* _Aim 1_: Tally the lines in the stored rows below that contain the string "surface", and give only that number.

* _Article_:
· · · · ·
# Fungicide or microban paints to inhibit exterior mold?



## pnlop1 (Dec 23, 2009)

Opps...I should have written "Zinssers" (not Messmer's) Mold & Mildew-Proof Exterior Paint.
Penelope


----------



## ccarlisle (Jul 2, 2008)

You know it always helps to tell us where you are located, as some problems and many solutions will be clearer if we know the surrounding circumstances to your problem. 

Not knowing if you're in a humid climate or not, I can only toss out generalites such as this one: if you have mould on the exterior, say under the eaves, the you must have more of a problem than just the addition of microban will handle. It may solve the cosmetic issue for a while but you.re just avaoiding the problem if you do.

Mould need humidity, low airflow, and food to grow with. What are you providing as a food for moulds? cellulose, paint, stucco? what? If you're outside how come there is so little air movement that provides almost 80% relative humidity that helps moulds grow? 

Rather than mess around with the paints. have you tried bleach?


----------



## pnlop1 (Dec 23, 2009)

Hi
I live in Los Angeles, and the weather is pretty dry, so the exterior mold is a bit of a mystery (Morning dew?). I attach some pictures. Im re-stuccoing the entire outside (with smooth stucco), and have the option of boxing-in the eaves and covering them with stucco, or repainting them--Im afraid that boxing-in the eaves will just hide mold growth inside them. FYI: there is no attic above them. Im trying to figure out the best option and Im open to suggestions. {I also asked about boxing-in eaves within the roofing section--sorry for the redundancy}
Thank you
Penelope


----------



## housepaintingny (Jul 25, 2009)
· · · · ·
Stored rows:
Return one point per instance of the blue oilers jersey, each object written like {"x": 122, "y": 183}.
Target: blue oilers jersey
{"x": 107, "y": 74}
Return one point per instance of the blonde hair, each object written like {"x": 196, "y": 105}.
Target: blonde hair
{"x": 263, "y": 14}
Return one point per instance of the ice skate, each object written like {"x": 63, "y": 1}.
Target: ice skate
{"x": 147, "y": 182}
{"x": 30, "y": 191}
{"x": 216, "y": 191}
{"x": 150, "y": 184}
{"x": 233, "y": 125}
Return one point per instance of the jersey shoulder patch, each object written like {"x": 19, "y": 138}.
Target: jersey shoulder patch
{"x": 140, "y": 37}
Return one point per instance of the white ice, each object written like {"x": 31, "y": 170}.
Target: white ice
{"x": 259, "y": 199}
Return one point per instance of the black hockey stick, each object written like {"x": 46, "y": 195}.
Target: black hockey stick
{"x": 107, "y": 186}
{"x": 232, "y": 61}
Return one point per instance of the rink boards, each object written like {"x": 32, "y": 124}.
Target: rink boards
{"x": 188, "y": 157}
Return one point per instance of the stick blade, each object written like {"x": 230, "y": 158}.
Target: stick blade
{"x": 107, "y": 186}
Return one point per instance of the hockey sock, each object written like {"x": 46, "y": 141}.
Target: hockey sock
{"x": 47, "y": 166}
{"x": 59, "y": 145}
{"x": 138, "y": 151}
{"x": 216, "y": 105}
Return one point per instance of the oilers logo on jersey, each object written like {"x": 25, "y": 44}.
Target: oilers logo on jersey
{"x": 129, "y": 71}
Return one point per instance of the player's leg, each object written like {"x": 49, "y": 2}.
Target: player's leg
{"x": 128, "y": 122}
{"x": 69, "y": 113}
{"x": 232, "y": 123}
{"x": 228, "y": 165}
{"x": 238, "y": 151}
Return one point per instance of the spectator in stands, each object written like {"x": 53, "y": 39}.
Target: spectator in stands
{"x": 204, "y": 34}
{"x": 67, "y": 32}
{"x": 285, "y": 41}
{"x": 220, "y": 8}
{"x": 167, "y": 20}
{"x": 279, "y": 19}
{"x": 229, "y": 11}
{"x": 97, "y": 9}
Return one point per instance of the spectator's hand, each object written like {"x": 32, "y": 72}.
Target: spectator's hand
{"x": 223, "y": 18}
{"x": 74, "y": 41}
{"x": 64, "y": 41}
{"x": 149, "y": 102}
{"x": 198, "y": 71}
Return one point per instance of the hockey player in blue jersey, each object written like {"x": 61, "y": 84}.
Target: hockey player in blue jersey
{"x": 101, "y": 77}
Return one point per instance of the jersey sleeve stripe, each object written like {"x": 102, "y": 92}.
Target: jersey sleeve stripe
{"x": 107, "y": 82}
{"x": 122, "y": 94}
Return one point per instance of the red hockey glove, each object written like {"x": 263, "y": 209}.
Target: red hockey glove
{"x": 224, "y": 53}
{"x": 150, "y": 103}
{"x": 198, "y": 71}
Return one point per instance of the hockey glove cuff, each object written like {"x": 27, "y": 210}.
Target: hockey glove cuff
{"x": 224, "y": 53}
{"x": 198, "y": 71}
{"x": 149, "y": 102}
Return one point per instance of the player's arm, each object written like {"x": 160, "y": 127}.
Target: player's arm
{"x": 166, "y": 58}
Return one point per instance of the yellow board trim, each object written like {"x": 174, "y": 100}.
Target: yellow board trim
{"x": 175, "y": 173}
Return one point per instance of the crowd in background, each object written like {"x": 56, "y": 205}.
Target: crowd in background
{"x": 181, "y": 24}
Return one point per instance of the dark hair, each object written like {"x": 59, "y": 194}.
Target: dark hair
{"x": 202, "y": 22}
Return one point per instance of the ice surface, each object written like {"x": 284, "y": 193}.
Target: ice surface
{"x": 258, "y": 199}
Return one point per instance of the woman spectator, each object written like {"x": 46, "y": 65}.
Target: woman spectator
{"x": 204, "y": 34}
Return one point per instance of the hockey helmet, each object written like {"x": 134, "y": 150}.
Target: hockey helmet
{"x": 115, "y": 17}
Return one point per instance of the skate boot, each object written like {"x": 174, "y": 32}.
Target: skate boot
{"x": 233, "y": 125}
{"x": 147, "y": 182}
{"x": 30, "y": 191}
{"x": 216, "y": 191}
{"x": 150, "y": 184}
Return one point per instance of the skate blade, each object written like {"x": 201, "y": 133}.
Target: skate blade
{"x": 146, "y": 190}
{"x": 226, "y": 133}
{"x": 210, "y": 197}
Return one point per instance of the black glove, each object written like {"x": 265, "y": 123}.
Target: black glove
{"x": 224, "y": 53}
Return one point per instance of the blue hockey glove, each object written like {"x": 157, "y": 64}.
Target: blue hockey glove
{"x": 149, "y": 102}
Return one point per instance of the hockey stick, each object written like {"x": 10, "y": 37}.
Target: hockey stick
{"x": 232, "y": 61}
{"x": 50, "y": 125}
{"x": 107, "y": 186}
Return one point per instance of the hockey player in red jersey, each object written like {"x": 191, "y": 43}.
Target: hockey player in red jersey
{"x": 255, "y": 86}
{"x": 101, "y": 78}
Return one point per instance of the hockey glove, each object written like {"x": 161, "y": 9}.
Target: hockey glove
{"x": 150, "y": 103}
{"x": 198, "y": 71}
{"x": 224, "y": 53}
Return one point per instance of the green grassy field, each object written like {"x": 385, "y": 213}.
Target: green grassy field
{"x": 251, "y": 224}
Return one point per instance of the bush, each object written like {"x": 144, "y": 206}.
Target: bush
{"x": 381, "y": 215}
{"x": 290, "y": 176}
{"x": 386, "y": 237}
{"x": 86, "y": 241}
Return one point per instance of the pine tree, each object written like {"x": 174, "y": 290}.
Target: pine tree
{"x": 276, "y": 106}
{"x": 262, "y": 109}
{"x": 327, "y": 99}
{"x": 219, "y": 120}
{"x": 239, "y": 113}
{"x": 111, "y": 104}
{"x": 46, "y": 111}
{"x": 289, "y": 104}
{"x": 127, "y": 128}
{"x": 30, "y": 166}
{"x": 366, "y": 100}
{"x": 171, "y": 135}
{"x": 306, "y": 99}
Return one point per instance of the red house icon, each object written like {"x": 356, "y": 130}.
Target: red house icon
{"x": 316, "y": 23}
· · · · ·
* _Aim 2_: Take the forum thread on exterior mold above further, starting right after its last line.

* _Result 1_: 2

* _Result 2_:
Bleach and water will remove the mold/mildew spores, but there are some natural remedies such as using baking soda or vinegar. I would use simple green paint prep, mold, mildew remover its biodegradable, green, won't harm you, pets, or plants. I would use that in combination with a pressure washer, then scrape the substrate as needed, prime as needed using a quality primer such as SW problock, caulk as needed using a quality acryilic siliconized caulk, followed by a quality 100% acrylic paint. One of the positive properties of a 100% acrylic paint is that it has mold/mildew inhibiteds in it already. I would use SW Superpaint. Nothing for nothing but consumer reports does not test a lot of products and they don't test a lot of SW products. I would use SW exterior Superpaint over any product that Consumer Reports rates as being good.


----------



## poppameth (Oct 2, 2008)

I deal with Davis Paint quite a bit. They are a small regional Virginia company who also happen to be the Microban distributor for the area. Their Microban products have been top notch for interior application. They have yet to make an exterior version, claiming that it adds quite a bit to the cost of the product and doesn't really work very well at all in comparison to interior application. It'll keep the spores from multiplying and spreading but on the exterior of a house spores just land on it all the time so you don't really see that much difference. If you have conditions that allow those spores to take hold to begin with, the Microban is just going to keep them from spreading as fast, not keep them away completely. They've had better luck with a Zinc modified product they've had for years.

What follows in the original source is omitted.